* START Given records *
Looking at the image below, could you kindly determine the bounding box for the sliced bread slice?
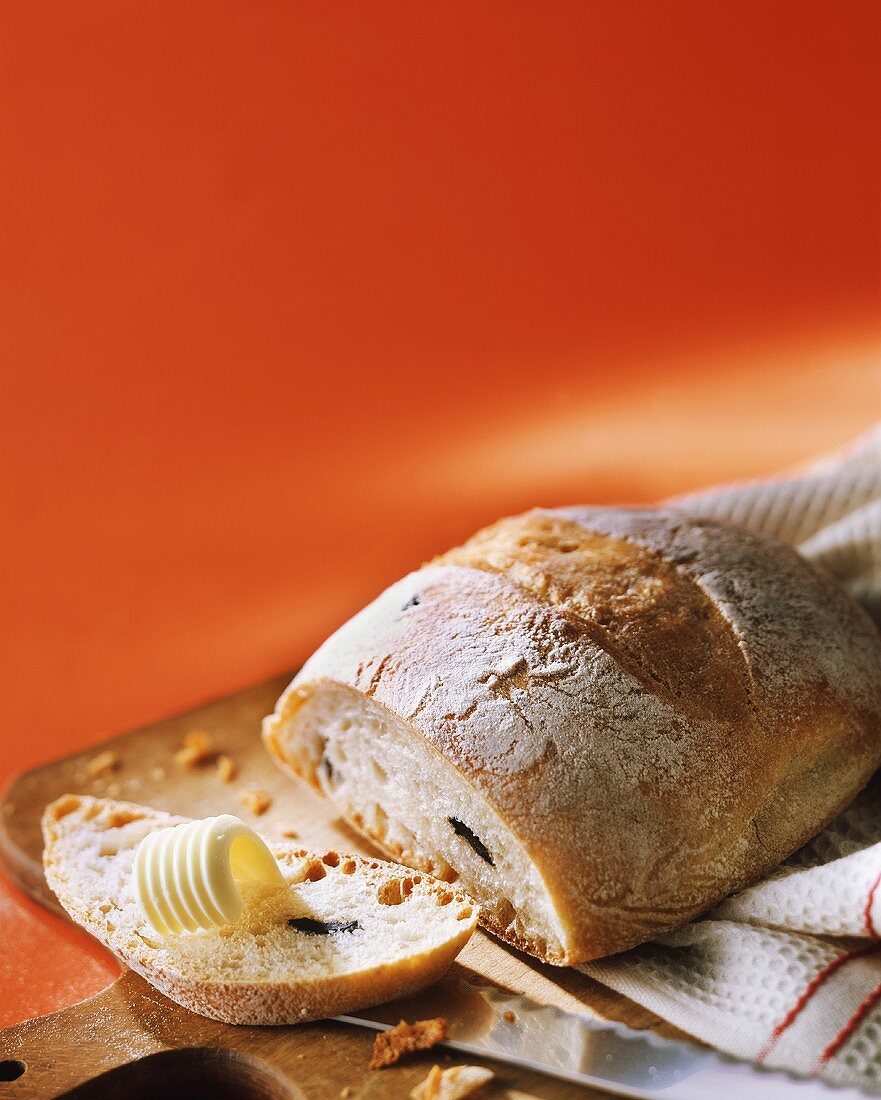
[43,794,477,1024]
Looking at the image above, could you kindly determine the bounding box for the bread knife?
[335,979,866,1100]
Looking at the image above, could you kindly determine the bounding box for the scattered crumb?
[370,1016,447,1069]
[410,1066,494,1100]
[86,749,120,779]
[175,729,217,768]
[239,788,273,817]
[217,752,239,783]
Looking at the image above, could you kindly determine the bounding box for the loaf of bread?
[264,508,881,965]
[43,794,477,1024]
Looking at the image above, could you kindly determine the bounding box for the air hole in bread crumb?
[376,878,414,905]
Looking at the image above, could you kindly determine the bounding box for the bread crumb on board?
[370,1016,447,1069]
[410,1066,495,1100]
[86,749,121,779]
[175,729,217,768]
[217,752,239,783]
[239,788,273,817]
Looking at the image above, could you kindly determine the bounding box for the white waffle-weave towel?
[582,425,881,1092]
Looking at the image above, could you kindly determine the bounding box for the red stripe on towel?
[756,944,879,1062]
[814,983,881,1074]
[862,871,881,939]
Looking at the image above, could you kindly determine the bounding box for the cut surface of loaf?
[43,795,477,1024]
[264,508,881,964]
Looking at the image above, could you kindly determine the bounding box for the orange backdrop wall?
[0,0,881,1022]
* END Given records *
* START Given records *
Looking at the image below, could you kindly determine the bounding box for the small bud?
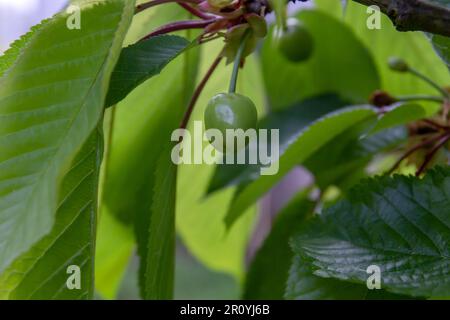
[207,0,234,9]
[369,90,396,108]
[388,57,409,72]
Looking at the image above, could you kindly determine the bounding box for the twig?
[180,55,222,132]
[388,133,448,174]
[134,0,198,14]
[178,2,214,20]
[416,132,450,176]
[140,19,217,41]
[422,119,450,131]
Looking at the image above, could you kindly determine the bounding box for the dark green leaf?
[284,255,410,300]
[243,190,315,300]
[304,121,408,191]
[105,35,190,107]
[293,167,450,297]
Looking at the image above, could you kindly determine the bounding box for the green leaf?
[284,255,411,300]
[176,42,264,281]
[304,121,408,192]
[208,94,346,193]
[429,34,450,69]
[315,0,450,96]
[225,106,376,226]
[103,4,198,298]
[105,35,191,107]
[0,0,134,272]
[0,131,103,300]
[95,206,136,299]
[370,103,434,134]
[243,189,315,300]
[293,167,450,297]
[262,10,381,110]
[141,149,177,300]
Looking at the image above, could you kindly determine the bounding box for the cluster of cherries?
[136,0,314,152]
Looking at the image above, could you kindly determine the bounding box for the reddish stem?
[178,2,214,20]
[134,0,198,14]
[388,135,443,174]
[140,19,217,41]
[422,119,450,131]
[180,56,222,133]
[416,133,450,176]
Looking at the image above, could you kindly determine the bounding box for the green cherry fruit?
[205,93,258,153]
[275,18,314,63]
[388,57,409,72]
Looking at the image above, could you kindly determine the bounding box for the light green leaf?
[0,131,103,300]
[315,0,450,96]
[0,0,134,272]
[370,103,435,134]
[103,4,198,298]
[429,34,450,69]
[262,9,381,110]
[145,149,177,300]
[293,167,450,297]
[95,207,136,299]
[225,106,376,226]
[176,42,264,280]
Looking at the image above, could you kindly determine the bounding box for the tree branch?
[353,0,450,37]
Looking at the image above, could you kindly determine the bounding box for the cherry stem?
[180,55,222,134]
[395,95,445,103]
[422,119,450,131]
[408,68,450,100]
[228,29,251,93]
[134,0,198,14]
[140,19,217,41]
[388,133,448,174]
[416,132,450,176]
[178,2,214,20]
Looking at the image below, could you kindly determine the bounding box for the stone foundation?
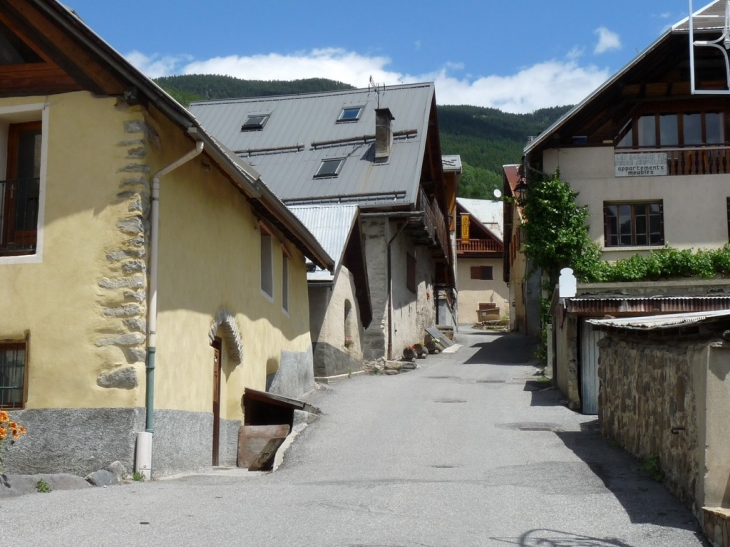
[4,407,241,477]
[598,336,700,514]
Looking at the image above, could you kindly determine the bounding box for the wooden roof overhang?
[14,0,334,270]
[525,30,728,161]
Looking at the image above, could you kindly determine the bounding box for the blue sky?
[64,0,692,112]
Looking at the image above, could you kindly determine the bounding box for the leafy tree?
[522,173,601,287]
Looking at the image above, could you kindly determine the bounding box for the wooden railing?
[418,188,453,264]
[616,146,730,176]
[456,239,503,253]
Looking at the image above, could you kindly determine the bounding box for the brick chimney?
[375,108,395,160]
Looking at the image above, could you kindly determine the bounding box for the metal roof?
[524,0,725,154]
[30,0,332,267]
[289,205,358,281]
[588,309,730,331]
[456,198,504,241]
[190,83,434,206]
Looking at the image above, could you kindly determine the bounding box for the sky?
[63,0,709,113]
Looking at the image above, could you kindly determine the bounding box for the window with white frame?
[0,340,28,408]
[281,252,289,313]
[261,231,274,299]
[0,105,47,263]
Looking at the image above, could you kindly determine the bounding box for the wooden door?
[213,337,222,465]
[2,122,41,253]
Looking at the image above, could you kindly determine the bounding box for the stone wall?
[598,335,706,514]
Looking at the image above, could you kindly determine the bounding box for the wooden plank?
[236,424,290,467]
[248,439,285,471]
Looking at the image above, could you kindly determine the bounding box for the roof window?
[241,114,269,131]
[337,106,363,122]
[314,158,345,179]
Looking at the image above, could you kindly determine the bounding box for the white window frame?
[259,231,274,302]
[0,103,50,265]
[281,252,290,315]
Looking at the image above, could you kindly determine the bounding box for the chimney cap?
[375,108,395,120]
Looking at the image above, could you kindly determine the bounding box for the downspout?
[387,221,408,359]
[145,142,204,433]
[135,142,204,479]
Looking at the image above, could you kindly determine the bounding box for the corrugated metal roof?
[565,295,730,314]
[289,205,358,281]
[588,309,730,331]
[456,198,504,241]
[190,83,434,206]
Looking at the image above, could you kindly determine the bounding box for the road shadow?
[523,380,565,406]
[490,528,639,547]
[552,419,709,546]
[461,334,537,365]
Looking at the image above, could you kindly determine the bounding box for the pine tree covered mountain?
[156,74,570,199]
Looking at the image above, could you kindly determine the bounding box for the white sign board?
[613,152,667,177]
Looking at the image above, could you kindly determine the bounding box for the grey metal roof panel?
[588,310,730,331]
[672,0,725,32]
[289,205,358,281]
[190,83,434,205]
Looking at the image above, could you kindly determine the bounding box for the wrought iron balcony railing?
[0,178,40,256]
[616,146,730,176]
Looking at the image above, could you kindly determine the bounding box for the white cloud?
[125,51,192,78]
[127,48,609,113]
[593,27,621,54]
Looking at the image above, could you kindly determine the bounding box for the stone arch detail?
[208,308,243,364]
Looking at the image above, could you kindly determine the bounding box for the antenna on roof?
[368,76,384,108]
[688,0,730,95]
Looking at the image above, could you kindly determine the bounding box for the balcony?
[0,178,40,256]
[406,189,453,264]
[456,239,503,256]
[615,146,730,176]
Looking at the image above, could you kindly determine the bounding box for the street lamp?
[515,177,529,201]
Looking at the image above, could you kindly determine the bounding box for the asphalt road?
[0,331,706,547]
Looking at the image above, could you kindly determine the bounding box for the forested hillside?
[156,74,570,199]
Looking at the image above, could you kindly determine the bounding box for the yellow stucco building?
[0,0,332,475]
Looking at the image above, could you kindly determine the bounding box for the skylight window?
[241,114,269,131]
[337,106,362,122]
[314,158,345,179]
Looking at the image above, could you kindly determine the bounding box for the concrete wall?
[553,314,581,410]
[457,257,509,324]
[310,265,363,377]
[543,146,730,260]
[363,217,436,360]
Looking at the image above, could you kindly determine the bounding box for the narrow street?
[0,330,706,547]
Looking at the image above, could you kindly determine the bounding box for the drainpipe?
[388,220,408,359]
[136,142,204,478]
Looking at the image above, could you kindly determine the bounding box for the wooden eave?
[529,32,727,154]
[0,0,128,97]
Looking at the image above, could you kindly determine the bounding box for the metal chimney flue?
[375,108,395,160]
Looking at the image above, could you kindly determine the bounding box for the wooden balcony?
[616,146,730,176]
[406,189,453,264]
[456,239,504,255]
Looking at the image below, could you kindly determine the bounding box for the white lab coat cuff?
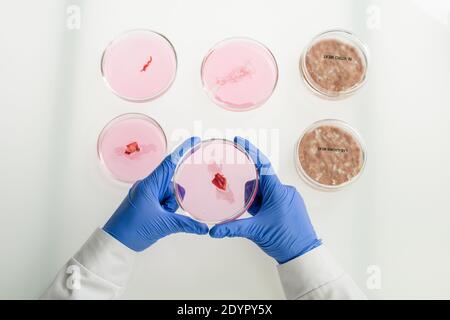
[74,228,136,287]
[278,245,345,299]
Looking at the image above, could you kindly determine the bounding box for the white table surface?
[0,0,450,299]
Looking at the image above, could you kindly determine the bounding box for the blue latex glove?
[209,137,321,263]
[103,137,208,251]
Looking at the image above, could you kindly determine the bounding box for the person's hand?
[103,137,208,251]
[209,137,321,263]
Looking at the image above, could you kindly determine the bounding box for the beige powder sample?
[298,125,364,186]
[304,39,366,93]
* END Given records *
* START Given records *
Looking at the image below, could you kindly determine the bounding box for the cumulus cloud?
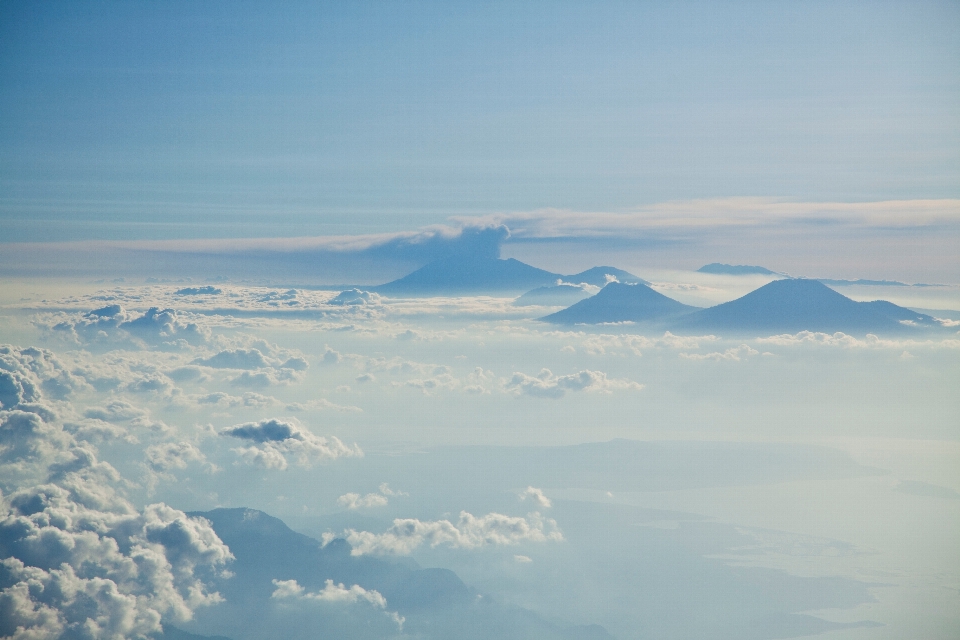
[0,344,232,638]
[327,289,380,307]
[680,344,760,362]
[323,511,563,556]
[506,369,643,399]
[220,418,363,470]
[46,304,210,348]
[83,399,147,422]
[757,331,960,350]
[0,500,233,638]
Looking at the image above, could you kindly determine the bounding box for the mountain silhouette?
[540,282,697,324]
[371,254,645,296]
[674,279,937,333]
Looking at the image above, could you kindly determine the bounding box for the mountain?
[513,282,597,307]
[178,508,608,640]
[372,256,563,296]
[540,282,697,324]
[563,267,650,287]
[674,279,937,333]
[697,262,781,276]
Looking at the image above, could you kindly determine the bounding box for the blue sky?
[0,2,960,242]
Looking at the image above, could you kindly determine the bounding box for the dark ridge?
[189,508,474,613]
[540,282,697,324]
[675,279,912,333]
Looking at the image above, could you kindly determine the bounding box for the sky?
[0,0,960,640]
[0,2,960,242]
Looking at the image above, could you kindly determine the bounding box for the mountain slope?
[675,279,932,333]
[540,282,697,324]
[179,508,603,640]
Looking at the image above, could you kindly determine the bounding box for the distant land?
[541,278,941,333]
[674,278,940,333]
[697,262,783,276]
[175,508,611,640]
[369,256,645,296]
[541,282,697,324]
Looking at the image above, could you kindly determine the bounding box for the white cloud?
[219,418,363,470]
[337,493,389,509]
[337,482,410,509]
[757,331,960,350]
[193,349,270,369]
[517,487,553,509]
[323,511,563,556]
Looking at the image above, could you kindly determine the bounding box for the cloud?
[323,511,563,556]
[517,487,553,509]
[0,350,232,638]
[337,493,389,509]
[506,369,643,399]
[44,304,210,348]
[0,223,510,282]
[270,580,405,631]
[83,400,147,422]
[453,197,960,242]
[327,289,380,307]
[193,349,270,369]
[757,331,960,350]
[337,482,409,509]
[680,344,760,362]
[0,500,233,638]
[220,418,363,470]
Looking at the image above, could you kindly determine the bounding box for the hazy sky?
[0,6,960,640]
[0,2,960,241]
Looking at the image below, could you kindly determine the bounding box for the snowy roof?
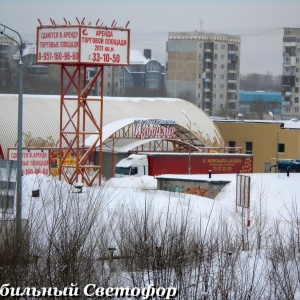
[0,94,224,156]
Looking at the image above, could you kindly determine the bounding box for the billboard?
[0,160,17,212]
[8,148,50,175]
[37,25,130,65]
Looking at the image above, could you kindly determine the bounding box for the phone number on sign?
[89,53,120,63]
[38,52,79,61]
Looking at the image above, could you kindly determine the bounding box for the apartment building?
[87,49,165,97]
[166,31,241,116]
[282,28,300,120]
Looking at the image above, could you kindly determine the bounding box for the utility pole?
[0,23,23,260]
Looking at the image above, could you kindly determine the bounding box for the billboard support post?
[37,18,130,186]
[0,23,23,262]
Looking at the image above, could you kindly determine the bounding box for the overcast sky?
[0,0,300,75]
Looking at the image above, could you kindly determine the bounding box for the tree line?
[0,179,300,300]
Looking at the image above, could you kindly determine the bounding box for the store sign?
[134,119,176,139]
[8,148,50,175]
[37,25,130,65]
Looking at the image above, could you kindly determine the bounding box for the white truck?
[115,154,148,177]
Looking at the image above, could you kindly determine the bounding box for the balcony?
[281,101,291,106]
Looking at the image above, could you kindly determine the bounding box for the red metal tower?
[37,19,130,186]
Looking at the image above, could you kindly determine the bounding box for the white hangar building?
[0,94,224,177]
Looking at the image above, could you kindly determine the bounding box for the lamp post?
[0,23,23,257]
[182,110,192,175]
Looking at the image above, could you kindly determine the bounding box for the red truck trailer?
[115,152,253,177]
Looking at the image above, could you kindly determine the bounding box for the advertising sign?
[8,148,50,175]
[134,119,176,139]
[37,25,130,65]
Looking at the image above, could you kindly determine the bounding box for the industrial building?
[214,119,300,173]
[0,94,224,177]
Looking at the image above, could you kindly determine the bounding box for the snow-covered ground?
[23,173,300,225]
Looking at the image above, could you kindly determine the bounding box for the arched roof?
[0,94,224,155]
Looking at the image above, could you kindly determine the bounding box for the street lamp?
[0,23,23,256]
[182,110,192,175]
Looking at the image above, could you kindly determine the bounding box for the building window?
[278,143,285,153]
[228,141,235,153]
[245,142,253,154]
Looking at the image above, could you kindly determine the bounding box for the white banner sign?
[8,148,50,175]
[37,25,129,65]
* END Given records *
#### Stated task:
Rewrite the stretch of material from the line containing "the hazy sky?" through the line containing "[0,94,224,156]", swapping "determine" for "locate" and keeping everything else the same. Leave the pictures out of your answer.

#### Output of the task:
Looking at the image above, could you kindly locate the bounding box for the hazy sky?
[0,6,960,640]
[0,2,960,241]
Looking at the image below, could you kindly locate the bounding box for the snowy roof?
[0,94,224,156]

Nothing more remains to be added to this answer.